» **Work request A**
Reproduce the part of the forum post on predicting book length by curve fitting from "You can then" to "length is unchanged.".
» **Work request B**
Translate this sentence from the forum post on predicting book length into Spanish: "Most series I can think of have tended to maintain a fairly consistent book length."
» **Work request C**
In the forum post on predicting book length, condense the paragraph beginning "The exponential fit is pretty good" while keeping its main facts.

You can then take the figures of 191,000 and 255,000 words for GOF 
and OOP from Bloomsbury's announcement to estimate a Scholastic-
equivalent pages number of 981 for OOP, assuming that JKR's average 
word length is unchanged.

That gives the following:

Linear: R2 0.90, B6 1100, B7 1250
Quadratic: R2 0.99 B6 1400, B7 1900
Exponential: R2 0.94 B6 1300, B7 1700

all by comparison with the Scholastic editions.

Quadratic is bound to give a better fit (to the existing data) than 
linear since it has an extra degree of freedom.

The exponential fit is pretty good, though it's impossible to answer 
Tabouli's question about 'best'.  We only have 5 data points so it 
is easy to find a curve (e.g. a quartic) that fits perfectly (ie R2 
= 1) but gives virtually no confidence about the length of future 
books.  Indeed the best fit quartic predicts 500 pages for book 6 
and *minus* 1800 for book 7.  So much for curve fitting.

I would view any simple extrapolation based on curve fitting alone 
with extreme suspicion without any model of the actual writing 
process.  Why should the books be getting longer?  If we can explain 
that we might have a basis for prediction.  Most series I can think 
of have tended to maintain a fairly consistent book length.

After all, a decent model should be able to say something about FB 
and QTTA, too.

In message 9881 I suggested bases for calculation - which shows how 
wrong one can be, as I plumped for the *average* of the previous 
books as the best estimator (this would now lead to 560 pages for 6 
and 7).

David

» **Provided records**
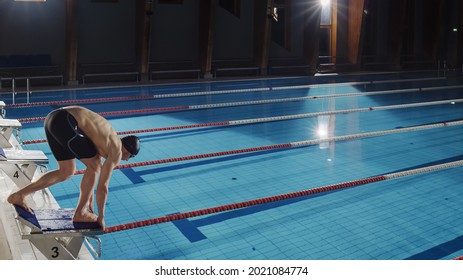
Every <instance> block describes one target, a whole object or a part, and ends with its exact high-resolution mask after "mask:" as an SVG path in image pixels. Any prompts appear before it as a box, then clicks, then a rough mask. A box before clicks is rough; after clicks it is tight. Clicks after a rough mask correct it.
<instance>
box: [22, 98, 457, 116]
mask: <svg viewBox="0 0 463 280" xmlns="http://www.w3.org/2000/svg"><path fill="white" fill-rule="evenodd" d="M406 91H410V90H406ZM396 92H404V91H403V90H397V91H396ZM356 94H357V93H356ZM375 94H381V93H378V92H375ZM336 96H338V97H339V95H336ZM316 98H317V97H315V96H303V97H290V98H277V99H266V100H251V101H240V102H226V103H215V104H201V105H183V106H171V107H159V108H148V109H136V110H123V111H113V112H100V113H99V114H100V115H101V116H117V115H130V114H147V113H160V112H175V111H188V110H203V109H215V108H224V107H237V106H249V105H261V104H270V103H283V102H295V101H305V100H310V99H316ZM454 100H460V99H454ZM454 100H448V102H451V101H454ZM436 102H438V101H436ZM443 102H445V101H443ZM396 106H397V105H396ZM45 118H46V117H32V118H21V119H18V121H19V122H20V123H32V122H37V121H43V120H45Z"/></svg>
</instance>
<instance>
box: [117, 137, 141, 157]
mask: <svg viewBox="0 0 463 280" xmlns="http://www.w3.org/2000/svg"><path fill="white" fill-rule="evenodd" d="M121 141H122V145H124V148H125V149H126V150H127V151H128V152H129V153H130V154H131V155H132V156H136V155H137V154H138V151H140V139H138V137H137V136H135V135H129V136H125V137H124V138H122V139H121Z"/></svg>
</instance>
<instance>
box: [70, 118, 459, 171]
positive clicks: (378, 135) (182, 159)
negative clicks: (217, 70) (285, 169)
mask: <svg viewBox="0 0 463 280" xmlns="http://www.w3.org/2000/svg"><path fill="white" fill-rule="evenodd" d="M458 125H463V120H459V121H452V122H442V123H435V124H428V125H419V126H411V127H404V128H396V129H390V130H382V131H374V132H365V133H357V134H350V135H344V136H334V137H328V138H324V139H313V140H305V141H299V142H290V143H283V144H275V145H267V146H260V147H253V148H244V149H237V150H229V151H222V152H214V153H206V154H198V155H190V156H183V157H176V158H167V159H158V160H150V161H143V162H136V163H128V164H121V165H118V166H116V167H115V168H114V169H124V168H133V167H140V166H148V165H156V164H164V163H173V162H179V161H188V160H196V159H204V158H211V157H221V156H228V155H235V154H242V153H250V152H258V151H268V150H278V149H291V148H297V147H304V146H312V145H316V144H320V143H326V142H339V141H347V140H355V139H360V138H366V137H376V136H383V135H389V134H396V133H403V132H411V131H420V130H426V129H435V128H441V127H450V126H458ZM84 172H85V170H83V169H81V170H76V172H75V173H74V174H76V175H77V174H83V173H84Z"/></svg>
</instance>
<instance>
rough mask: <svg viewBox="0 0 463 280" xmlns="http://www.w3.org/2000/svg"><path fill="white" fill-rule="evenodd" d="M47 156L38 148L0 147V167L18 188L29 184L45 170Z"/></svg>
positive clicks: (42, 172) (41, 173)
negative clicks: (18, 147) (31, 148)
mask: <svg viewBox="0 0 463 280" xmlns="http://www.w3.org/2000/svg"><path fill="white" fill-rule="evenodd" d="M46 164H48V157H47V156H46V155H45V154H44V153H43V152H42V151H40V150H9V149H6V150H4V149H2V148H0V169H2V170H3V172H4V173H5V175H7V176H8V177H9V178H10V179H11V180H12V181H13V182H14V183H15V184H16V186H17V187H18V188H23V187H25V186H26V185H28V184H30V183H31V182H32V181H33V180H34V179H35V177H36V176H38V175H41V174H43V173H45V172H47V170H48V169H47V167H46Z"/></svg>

...

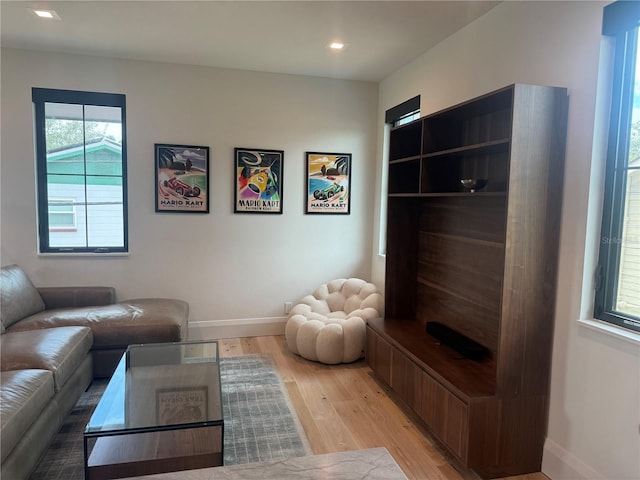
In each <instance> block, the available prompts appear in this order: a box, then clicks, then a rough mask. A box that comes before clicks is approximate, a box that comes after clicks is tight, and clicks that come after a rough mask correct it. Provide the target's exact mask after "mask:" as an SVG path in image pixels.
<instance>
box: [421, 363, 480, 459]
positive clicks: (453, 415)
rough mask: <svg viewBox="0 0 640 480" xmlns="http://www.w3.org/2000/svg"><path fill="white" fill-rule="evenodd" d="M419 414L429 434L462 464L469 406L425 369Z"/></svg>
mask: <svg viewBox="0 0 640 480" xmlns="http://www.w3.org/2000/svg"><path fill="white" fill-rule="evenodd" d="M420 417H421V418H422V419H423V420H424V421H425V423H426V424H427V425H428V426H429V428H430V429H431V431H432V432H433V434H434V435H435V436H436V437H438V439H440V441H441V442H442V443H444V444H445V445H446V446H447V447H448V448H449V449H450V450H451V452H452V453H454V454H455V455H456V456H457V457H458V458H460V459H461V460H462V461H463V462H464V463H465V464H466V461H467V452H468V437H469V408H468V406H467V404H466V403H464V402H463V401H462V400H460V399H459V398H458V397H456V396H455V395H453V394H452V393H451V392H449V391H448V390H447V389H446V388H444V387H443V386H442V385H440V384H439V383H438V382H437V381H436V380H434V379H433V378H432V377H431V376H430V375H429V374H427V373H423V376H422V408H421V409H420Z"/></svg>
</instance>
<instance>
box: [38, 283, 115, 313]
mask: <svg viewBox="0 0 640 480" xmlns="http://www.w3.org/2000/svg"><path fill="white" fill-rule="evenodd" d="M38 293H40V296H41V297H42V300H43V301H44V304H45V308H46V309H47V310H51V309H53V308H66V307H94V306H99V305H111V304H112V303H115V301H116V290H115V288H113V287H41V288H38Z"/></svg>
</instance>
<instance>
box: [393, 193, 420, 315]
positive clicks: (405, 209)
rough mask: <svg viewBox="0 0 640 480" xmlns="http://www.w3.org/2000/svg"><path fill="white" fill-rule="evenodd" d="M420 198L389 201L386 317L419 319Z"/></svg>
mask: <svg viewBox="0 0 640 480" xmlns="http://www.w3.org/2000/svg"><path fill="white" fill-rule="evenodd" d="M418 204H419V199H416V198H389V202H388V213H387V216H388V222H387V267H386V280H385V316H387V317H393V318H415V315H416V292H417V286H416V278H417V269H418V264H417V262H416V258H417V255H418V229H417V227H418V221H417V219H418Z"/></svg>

---

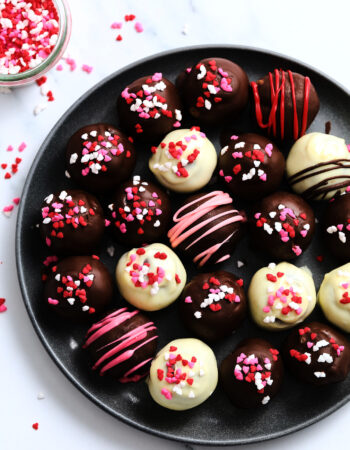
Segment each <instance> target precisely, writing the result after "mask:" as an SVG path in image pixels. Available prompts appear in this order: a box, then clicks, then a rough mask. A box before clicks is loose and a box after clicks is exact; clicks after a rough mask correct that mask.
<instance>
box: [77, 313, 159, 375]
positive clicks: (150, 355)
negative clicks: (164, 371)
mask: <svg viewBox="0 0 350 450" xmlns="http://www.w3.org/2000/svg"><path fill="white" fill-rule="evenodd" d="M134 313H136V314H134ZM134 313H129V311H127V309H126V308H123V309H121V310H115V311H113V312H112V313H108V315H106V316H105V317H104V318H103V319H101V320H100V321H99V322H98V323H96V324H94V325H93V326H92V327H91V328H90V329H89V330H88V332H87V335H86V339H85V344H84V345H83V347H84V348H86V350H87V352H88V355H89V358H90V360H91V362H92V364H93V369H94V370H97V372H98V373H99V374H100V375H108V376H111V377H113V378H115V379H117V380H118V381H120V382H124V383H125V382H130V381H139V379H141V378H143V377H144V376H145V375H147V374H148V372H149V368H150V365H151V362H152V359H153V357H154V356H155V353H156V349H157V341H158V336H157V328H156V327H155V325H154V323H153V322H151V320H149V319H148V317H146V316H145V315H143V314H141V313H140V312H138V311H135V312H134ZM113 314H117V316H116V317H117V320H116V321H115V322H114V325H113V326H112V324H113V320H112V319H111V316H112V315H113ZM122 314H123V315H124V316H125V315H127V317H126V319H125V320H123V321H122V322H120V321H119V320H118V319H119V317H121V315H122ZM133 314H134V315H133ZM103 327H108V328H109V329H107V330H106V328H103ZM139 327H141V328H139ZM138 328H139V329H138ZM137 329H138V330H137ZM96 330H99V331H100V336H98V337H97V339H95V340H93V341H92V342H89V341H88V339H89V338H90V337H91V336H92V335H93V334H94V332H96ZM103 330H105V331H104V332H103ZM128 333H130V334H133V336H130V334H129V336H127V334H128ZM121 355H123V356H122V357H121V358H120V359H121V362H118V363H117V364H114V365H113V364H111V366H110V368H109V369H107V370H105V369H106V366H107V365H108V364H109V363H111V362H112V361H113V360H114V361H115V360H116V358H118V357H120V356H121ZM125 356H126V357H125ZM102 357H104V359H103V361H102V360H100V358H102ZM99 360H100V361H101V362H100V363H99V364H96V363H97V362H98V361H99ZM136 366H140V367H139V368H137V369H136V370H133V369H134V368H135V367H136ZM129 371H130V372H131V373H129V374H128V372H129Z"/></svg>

» **Task solution A**
You can then take the figures of 191,000 and 255,000 words for GOF 
and OOP from Bloomsbury's announcement to estimate a Scholastic-
equivalent pages number of 981 for OOP, assuming that JKR's average 
word length is unchanged.

» **Task solution B**
La mayoría de las series que se me ocurren han tendido a mantener una extensión de libro bastante constante.

» **Task solution C**
The exponential fit is pretty good, but Tabouli's question about which fit is "best" cannot be answered. With only 5 data points, a curve such as a quartic can fit perfectly (R2 = 1) yet give almost no confidence about future book lengths. The best-fit quartic predicts 500 pages for book 6 and minus 1800 for book 7.